ВЫБРАННЫЙ ФРАГМЕНТ:
По желанию правительства начиная с 1881 года прибалтийские дворяне начали обсуждать возможность приведения провинциальных конституций в соответствие с русской земской реформой. После двух созванных в 1883–1884 годах дворянами конференций между лифляндским, курляндским и эзельским дворянством было достигнуто единство и выработан проект устройства окружных органов управления и церковных приходов. Однако эстляндское дворянство, которое в работе второй конференции участия не приняло, идею по созданию окружных органов из представителей всех сословий отклонило.
В результате представленный без Эстляндии в 1886 году прибалтийский проект правительство не утвердило. При этом истинной причиной такого решения послужило то обстоятельство, что предлагаемая реформа не отвечала главной цели русской политики – ликвидации в остзейских провинциях преобладающего немецкого влияния. Поэтому нет ничего удивительного в том, что все предложения по автономной реформе органов юстиции, которые подавались начиная с 1866 года, в расчет не принимались, хотя запланированная русифицированная реорганизация все еще откладывалась.

Фрагменты данных разметки местоположений:
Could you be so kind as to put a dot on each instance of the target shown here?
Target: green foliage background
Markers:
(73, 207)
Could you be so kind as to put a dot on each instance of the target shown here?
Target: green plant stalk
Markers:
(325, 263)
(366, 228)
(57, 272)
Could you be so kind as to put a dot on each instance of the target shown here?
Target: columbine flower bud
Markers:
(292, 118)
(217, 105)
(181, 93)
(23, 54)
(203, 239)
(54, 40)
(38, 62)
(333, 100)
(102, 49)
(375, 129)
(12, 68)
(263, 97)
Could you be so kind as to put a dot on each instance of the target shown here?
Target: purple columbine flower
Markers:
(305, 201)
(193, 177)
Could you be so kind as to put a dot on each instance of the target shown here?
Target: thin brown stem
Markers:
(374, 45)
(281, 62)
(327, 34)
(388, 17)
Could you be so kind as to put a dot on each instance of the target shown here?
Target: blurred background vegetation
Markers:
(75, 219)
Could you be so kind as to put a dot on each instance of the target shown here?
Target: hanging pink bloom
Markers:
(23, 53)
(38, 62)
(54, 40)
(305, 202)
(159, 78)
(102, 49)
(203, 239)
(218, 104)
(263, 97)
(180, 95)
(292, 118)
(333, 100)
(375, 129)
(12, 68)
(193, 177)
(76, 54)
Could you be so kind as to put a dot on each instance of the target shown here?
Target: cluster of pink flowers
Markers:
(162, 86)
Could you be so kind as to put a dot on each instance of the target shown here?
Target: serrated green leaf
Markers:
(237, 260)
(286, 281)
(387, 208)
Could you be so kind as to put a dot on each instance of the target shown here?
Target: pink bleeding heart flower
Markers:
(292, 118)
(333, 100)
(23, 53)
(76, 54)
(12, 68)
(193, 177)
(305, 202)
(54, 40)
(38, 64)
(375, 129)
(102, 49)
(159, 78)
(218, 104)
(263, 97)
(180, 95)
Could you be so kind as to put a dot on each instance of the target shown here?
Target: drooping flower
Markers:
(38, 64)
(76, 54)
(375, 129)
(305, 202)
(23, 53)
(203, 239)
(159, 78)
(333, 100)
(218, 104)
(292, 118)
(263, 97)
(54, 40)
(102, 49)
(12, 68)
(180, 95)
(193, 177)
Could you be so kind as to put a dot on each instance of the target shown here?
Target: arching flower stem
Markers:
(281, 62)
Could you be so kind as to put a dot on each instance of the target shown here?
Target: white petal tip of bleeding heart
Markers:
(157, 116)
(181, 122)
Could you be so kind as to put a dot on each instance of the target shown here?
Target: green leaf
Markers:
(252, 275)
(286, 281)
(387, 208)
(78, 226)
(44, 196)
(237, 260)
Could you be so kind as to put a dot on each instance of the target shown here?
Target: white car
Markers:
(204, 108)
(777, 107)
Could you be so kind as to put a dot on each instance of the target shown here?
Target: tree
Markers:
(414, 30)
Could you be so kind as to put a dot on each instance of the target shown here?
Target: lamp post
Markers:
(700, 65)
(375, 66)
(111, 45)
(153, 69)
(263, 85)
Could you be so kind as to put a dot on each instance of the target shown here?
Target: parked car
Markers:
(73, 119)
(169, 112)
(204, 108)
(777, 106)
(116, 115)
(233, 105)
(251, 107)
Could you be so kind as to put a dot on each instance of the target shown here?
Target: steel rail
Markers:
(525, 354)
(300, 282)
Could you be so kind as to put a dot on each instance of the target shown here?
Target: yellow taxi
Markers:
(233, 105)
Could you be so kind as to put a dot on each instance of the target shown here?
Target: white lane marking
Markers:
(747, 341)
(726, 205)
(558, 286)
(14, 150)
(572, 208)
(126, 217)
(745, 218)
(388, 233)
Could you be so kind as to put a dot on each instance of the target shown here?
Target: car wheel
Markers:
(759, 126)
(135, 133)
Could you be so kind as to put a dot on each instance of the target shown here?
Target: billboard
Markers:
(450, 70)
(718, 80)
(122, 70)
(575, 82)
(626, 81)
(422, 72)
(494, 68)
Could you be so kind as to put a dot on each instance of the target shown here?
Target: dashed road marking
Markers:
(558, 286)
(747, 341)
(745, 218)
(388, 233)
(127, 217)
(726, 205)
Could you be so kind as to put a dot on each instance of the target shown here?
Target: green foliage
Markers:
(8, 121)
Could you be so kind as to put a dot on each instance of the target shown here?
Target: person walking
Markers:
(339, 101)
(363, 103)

ЗАДАНИЯ:
A: В каком году правительству представили прибалтийский проект без участия Эстляндии, согласно фрагменту о прибалтийском дворянстве?
B: Продолжите фрагмент о прибалтийском дворянстве, начав сразу после его последнего предложения.
Приведенные позиции никак не связаны с фрагментом о прибалтийском дворянстве.

ОТВЕТЫ К ЗАДАНИЯМ:
A: В 1886 году.

B:
Пока вопрос по принятию провинциальных конституций постепенно заходил в тупик, русское правительство преобразовало уставы городов в духе имперского законодательства. При этом многократно озвученные пожелания по автономной их реформе в расчет приняты не были. Таким образом, 26 марта 1877 года русское положение об органах управления городов от 1870 года[270]
оказалось перенесенным и на остзейские провинции. В результате на место советов и гильдий пришло ограниченное только в вопросах управления бюргерство, которое на основе закона о трехклассном избирательном праве избрало городские собрания депутатов, положив тем самым конец основанному на местных обычаях своеобразию остзейских провинций. Одновременно при уплате особого налога право голоса получили и «литераты», к которым в Риге, например, причисляли всех, кто учился в университете или приравнивавшихся к нему высших учебных заведениях.